=== 本文抜粋 ===
%%

書家 中塚翠涛に世界が注目!
「文字で創造をかき立てる」
国内外で高い評価受ける書家の中塚翠涛さん。ま2020年8月22日(土)に放送される24時間テレビでは、「動く」の題字を手掛けています。今回は、見る人に喜びをもたらす中塚翠涛さんのその創作の秘密に迫ります。
中塚翠涛(なかつか・すいとう)
岡山県倉敷生まれ。空間を書でデザインするスタイルで、商業空 間などで空間カリグラフィーデザインを手掛ける。2016年、ル ーヴル美術館のSociete National Beaux-Arts 2016サロン招待展示で金賞と審査員金賞をダブル受賞。『30日できれいな字が書けるペン字練習帳』(宝島社)シリーズは、累計400万部を突破。2020年12月7日にシリーズ最新作「手紙とはがき」を発売
作品をつくる上でルールはあくまで目標
私が大切にしたいのは何をつくるかという強い思いです
文字で情景をつくり出す
パリのルーヴル美術館地下展示会場で300m²にわたる書のインスタレーションを発表したり、テレビでは美文字先生としても知られる書家の中塚翠涛さん。空間を書でデザインする空間カリグラファーとして、漢字を知らない西洋の人々をも魅了する。
中塚さんが注目されるきっかけとなったのが、2011年、イギリスの老舗テーラー「ダンヒル」銀座本店のショーウインドウデザインの仕事。1880年に馬具メーカーとして創業したダンヒルの、創業者の息子であるアルフレッド・ダンヒルの家をテーマとした、世界に店舗のみ存在する旗艦店「HOME」のひとつ、銀座本店でのアーティストウインドウに中塚さんがフィーチャーされたのだ。
中塚さんが手掛けたのは、ロンドンのダンヒル本店「ボードンハウス」にインスピレーションを受けたウインドウ作品『犬と紳士と私』など、書のイメージを覆す斬新な作品。筆や刷毛の繊細で大胆なタッチや人物のシルエットでダンヒルを表現。道行く人の目を楽しませた作品はどのように生まれたのだろうか。
「最初は書を展示・販売するお話だったのですが、せっかくなら、私しかできないことをやりたいと思ってつくった作品でした」

%%

=== 与えられた項目 ===

%%

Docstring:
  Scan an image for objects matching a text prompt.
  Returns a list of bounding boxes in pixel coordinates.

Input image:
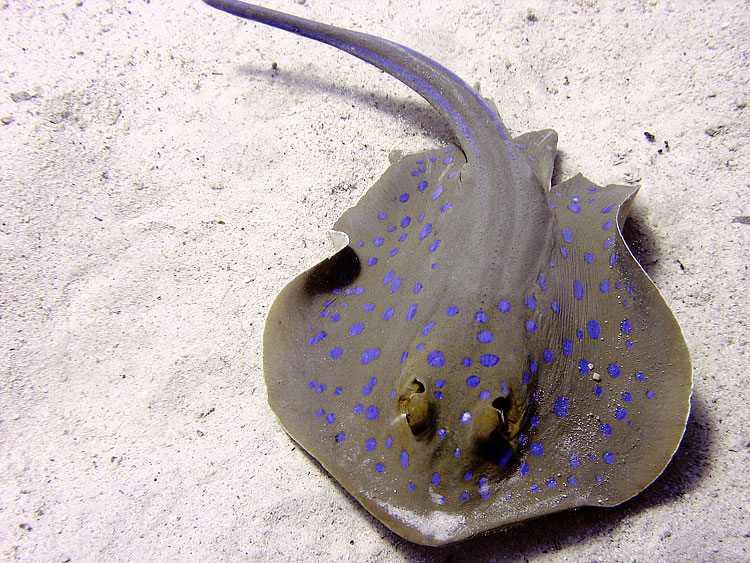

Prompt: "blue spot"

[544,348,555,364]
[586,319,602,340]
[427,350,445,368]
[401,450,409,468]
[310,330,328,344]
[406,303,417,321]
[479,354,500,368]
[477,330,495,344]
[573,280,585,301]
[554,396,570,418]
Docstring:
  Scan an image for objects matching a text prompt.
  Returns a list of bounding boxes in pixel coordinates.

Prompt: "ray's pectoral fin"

%%

=== 指示と条件 ===
本文抜粋の「書家 中塚翠涛に世界が注目!」から「と思ってつくった作品でした」」に至るまでをすべて書き出し、その中の「書家」を「アーティスト」に置き換えてください。

=== 課題の解答 ===
アーティスト 中塚翠涛に世界が注目!
「文字で創造をかき立てる」
国内外で高い評価受けるアーティストの中塚翠涛さん。ま2020年8月22日(土)に放送される24時間テレビでは、「動く」の題字を手掛けています。今回は、見る人に喜びをもたらす中塚翠涛さんのその創作の秘密に迫ります。
中塚翠涛(なかつか・すいとう)
岡山県倉敷生まれ。空間を書でデザインするスタイルで、商業空 間などで空間カリグラフィーデザインを手掛ける。2016年、ル ーヴル美術館のSociete National Beaux-Arts 2016サロン招待展示で金賞と審査員金賞をダブル受賞。『30日できれいな字が書けるペン字練習帳』(宝島社)シリーズは、累計400万部を突破。2020年12月7日にシリーズ最新作「手紙とはがき」を発売
作品をつくる上でルールはあくまで目標
私が大切にしたいのは何をつくるかという強い思いです
文字で情景をつくり出す
パリのルーヴル美術館地下展示会場で300m²にわたる書のインスタレーションを発表したり、テレビでは美文字先生としても知られるアーティストの中塚翠涛さん。空間を書でデザインする空間カリグラファーとして、漢字を知らない西洋の人々をも魅了する。
中塚さんが注目されるきっかけとなったのが、2011年、イギリスの老舗テーラー「ダンヒル」銀座本店のショーウインドウデザインの仕事。1880年に馬具メーカーとして創業したダンヒルの、創業者の息子であるアルフレッド・ダンヒルの家をテーマとした、世界に店舗のみ存在する旗艦店「HOME」のひとつ、銀座本店でのアーティストウインドウに中塚さんがフィーチャーされたのだ。
中塚さんが手掛けたのは、ロンドンのダンヒル本店「ボードンハウス」にインスピレーションを受けたウインドウ作品『犬と紳士と私』など、書のイメージを覆す斬新な作品。筆や刷毛の繊細で大胆なタッチや人物のシルエットでダンヒルを表現。道行く人の目を楽しませた作品はどのように生まれたのだろうか。
「最初は書を展示・販売するお話だったのですが、せっかくなら、私しかできないことをやりたいと思ってつくった作品でした」